— Problem requirements —
Pull from the data below each line where the word "pole" occurs, and copy it.

Data excerpts

+---+

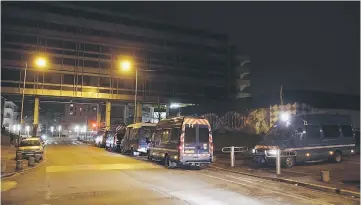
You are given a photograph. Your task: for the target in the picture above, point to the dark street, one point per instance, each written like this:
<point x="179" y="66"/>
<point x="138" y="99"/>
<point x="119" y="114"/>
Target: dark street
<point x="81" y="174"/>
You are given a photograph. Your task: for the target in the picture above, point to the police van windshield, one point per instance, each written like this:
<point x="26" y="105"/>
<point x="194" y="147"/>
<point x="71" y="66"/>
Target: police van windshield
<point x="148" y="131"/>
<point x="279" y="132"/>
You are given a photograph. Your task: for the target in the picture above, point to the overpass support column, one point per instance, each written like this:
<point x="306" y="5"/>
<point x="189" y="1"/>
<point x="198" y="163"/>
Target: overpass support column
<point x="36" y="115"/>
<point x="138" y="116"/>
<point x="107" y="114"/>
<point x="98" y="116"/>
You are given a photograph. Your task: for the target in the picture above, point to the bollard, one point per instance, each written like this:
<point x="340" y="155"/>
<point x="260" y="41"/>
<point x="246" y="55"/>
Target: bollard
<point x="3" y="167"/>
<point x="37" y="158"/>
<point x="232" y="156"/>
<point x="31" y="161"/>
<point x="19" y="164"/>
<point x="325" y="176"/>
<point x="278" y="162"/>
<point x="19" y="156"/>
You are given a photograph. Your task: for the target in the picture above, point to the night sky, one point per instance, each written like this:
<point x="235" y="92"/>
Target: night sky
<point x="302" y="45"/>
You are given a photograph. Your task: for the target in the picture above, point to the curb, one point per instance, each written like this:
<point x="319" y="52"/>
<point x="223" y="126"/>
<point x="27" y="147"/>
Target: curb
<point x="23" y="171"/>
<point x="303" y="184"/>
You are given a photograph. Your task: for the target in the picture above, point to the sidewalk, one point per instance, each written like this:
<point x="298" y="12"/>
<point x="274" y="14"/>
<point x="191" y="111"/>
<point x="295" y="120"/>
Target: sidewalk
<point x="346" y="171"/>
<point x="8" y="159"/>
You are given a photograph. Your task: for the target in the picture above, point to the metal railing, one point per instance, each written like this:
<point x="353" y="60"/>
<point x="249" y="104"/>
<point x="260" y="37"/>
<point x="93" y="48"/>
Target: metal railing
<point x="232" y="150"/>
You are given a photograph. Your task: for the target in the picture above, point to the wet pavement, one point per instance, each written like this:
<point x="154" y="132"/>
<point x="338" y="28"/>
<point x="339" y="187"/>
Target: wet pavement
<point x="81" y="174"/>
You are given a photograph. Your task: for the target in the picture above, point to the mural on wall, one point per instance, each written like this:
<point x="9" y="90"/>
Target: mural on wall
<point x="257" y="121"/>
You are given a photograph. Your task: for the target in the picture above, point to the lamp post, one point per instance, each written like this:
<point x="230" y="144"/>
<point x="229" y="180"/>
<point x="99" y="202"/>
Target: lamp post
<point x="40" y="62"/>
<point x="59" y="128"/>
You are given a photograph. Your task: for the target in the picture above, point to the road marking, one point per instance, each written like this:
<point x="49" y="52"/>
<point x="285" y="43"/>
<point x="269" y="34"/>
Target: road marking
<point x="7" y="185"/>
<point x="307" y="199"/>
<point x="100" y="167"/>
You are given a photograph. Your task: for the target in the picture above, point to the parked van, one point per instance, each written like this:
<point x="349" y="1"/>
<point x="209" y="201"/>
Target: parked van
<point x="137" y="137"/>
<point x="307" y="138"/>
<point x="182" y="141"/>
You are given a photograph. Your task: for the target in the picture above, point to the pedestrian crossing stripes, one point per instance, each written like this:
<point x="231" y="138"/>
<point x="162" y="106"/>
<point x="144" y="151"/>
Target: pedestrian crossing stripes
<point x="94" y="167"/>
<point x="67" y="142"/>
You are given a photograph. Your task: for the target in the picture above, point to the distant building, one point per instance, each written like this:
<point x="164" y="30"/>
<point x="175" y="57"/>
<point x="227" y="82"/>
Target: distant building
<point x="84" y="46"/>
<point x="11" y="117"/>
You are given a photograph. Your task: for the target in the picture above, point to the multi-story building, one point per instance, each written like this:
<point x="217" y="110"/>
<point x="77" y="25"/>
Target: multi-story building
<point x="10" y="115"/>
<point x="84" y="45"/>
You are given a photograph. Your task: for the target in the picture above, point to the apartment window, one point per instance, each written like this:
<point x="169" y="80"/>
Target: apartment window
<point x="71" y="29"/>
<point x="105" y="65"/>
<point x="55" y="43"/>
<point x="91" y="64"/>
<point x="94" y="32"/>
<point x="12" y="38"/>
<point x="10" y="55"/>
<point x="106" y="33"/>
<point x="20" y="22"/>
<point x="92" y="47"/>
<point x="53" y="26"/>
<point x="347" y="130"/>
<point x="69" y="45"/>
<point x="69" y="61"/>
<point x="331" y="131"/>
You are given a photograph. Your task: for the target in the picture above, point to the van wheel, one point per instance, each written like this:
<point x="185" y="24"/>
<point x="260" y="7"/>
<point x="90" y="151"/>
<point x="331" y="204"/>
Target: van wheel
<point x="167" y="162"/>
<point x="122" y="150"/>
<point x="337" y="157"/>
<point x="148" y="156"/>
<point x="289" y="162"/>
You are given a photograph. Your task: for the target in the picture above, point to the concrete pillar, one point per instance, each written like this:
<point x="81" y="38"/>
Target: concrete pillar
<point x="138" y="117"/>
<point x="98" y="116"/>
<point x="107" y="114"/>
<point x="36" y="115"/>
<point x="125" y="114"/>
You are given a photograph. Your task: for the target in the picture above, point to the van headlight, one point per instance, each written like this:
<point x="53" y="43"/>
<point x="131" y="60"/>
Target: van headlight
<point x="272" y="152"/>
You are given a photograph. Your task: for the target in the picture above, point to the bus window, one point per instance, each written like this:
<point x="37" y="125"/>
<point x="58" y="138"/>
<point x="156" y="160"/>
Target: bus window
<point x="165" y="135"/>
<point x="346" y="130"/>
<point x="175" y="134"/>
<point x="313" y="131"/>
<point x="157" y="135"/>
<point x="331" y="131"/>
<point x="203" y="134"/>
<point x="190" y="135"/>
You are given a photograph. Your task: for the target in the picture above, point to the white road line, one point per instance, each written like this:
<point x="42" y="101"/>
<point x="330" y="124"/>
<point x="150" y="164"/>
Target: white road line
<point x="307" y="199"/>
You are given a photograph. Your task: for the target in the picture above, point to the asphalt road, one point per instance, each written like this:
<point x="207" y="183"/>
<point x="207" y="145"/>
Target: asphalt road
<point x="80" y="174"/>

+---+

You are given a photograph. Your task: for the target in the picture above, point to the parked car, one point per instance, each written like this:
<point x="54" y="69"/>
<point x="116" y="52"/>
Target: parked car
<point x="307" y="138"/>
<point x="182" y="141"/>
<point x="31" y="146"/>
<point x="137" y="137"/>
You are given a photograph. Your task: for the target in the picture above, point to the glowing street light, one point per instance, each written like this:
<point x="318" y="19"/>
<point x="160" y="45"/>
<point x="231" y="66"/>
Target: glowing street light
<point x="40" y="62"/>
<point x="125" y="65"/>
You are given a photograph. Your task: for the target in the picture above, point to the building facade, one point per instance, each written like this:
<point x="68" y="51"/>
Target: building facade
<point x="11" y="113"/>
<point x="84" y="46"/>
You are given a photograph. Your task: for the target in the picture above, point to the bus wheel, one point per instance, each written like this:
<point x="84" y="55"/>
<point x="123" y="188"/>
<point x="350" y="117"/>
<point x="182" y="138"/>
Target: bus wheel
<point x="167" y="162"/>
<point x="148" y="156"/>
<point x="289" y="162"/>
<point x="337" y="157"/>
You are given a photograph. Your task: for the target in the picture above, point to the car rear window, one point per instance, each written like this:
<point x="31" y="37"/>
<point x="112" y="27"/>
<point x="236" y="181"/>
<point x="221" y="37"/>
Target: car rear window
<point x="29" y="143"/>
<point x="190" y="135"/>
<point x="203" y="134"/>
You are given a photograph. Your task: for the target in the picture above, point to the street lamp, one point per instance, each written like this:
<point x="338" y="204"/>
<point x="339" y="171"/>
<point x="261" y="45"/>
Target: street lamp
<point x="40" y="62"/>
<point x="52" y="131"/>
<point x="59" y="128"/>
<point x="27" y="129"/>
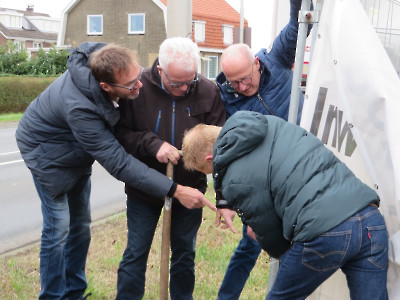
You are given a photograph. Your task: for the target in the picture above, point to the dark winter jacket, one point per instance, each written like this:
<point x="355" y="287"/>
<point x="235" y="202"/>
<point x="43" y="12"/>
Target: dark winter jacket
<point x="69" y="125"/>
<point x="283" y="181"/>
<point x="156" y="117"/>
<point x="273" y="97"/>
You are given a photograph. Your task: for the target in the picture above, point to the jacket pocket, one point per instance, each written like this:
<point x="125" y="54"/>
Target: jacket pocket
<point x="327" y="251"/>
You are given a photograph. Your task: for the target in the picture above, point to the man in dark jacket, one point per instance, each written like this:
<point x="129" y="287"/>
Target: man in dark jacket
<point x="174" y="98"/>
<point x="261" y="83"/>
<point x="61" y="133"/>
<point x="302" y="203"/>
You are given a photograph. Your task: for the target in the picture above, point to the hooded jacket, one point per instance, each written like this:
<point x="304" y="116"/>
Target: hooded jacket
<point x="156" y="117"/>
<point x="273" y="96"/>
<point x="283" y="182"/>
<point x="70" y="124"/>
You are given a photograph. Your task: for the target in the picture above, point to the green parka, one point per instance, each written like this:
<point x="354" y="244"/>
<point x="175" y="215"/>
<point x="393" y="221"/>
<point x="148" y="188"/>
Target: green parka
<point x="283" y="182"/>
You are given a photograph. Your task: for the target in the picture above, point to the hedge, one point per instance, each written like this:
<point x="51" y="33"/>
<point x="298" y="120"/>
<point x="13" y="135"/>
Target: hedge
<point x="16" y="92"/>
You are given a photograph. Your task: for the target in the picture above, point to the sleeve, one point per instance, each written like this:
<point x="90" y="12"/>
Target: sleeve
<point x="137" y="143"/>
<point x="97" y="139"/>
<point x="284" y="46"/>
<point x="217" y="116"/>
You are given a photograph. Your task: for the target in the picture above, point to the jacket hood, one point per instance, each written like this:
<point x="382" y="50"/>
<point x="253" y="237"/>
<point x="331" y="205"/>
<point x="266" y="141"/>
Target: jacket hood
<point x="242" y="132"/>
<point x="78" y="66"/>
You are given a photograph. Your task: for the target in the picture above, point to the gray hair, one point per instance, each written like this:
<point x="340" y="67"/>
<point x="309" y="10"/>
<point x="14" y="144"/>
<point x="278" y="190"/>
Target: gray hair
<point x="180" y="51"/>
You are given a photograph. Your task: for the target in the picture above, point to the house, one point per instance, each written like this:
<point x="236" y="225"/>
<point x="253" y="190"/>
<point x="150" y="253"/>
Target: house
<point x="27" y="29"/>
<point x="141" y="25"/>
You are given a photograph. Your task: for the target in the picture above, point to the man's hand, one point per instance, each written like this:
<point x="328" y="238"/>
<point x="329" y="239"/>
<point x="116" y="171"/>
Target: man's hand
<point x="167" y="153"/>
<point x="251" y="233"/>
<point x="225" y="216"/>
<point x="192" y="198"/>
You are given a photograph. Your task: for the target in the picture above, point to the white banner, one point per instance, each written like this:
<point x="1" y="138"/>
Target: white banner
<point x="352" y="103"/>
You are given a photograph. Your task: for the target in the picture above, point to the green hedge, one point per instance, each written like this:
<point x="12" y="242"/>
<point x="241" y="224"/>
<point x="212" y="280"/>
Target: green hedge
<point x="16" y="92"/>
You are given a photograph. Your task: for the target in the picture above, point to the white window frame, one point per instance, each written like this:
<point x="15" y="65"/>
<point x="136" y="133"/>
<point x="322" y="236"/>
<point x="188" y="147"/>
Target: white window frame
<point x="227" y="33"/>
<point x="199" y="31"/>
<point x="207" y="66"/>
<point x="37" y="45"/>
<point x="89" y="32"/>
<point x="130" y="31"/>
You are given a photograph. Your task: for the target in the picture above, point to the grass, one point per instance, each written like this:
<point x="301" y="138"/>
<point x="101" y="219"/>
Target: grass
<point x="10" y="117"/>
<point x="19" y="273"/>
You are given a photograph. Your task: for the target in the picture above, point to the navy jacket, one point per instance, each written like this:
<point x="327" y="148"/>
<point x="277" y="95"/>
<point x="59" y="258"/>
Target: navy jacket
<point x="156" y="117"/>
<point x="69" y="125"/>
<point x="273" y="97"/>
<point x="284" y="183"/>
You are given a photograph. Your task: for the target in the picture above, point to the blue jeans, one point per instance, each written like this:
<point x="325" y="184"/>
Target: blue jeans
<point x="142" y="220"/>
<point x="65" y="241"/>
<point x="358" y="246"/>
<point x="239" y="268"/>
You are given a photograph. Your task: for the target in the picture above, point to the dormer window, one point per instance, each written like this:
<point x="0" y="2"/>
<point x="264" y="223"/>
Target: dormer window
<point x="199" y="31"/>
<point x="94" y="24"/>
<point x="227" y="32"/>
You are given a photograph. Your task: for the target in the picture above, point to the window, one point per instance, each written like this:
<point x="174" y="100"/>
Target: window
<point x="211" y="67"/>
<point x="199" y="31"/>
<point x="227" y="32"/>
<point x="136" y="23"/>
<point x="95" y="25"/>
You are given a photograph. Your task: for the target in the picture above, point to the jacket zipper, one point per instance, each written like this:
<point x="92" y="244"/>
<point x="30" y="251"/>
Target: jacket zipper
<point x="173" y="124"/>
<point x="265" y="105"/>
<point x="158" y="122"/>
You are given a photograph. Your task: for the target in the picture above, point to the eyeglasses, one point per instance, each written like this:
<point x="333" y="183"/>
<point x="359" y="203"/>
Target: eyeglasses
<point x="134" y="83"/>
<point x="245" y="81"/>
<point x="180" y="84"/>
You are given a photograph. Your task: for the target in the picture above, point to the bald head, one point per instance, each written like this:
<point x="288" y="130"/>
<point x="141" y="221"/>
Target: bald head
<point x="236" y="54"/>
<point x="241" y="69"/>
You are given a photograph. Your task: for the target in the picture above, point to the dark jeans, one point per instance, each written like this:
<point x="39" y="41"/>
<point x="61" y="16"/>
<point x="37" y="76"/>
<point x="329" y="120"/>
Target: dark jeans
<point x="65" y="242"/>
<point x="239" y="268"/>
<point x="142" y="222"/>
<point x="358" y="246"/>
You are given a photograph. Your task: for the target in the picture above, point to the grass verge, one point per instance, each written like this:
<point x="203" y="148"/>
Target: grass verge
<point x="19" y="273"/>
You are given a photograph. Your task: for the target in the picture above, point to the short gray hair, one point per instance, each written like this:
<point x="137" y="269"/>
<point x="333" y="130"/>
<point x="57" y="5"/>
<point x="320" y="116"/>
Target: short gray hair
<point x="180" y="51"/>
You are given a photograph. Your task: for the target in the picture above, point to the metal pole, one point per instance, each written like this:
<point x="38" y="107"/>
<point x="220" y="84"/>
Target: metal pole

+---+

— Completed exercise —
You are given a photograph. Your task: for the target in the picture above, point to the metal pole, one point per instance, each written like this:
Target: metal pole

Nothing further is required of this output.